**** Extract

I Samuel 11:14- 12:22

Samuel (prophet) 1070 – 970 B.C.E , he was the last of the judges

The Israelites wanted a King so they would be like all the other nations. In this haftarah Samuel reluctantly anoints Saul as the first King of Israel. He reminds the people of all that God has done for them, and how he himself has been an honest and caring prophet and leader. He tells B’nei Yisrael if they do not listen to God and obey His commandments they will be punished.

Samuel is concerned that the people are going to turn away from God; that they will subconsciously conclude that because they have a anointed leader in their country- a King- they can ignore God’s commandments. It is the wheat harvest season. When Samuel is finished he calls to God, asking for thunder and rain- to remind the people that their fate is in God’s power.

On the heels of this show of force the frightened Israelites say, “…we have added to all our sins to request a King for ourselves…” Ch 12 v.19

The image I painted shows Samuel speaking to Saul. (Click on the image to enlarge it.) My painting is based on a book illustration from Southern Germany, 1450 called “Meshal ha-Kadmoni” (The Ancient Proverb).  The circumstances surrounding ”Meshal ha-Kadmoni” are very appropriate to today’s haftarah and the prophet Samuel’s concerns. Just as Samuel was concerned about the Israelites straying due to outside influences (wanting a King like all the other nations) Isaac ben Solomon, the author of the proverbs, was worried about the influence of secular writings on his fellow Jews.

Isaac ben Solomon ibn Abi Sahulah was born in 1244 and lived in Guadalajara, in Castile. Isaac noted that Jews were reading and being influenced by non-Jewish books. For example The Voyages of Sinbad the Sailor  and Kalila and Dimna- fables from India- were translated into Hebrew and read extensively by Jews in the Middle Ages. Below are two illustrations from an edition of Kalila and Dimna dated 1210 CE.

********
**** Listing

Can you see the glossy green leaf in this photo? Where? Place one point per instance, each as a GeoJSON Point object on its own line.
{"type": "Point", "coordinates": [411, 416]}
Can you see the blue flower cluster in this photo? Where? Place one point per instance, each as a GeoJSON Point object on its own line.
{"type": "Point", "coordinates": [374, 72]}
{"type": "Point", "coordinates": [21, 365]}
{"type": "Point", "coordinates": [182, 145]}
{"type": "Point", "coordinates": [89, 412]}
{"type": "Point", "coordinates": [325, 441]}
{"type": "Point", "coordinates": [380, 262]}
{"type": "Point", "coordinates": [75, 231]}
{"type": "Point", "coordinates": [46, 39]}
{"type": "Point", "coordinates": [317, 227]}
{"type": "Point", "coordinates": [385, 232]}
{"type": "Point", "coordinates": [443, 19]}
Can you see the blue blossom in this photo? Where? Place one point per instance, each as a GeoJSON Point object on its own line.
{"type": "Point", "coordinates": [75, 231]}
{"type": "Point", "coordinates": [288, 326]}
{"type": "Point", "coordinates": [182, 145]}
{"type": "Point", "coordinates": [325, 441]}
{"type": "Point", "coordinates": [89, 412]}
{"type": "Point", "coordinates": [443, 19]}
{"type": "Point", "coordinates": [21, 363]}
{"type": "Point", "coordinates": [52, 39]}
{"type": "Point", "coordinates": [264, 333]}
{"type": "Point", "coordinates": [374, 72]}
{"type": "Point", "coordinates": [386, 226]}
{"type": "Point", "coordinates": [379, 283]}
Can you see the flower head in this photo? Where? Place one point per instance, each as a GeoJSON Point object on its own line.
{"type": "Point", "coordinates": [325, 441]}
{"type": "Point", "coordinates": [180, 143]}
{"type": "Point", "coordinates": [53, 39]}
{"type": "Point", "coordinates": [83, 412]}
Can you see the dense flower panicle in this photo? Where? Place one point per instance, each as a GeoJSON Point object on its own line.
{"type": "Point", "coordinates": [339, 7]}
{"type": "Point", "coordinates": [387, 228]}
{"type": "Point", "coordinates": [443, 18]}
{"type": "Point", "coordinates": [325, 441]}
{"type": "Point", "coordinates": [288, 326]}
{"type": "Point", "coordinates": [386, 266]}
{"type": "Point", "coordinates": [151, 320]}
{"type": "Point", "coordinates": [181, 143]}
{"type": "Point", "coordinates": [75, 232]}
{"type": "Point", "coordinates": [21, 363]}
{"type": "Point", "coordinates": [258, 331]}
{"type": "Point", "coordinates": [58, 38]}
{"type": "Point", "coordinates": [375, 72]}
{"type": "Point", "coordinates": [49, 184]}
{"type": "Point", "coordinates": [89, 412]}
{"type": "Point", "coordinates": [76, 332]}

********

• **Problem to solve**
Can you go on with the commentary on Samuel's haftarah from the point where it stops? The items have no connection to the commentary on Samuel's haftarah.

• **Exercise response**
               

To counter the effects of these non-Jewish texts Isaac wrote his own book of  stories, poems, fables and parables. The book was illustrated with miniatures and wood cuts. The “Meshal ha-Kadmoni” was so popular it was reprinted six times in Hebrew and nine times in Yiddish!

You can read more about Isaac ben Solomon ibn Abi Sahulah in the Encyclopedia Judaica.

How are the parsha and haftarah related? The parsha’s main theme is that Korach and his followers challenge Moshe’s leadership and demand that the leadership be more democratic. This is akin to the Israelites wanting a King because they now feel that a prophet or “shofet” (judge) is not adequate for their modern needs.

Another link between the two readings are similarities between Moshe  and Samuel. The two leaders are chosen by HaShem, the two men defend their honour with their record of justice and respect towards their people, and later, in the Book of Jeremiah, God speaks of Moshe and Samuel in the same sentence. (Jeremiah ch. 15 v.1)

Both the parsha and the haftarah are interesting to read. So, this Shabbat,  read and enjoy.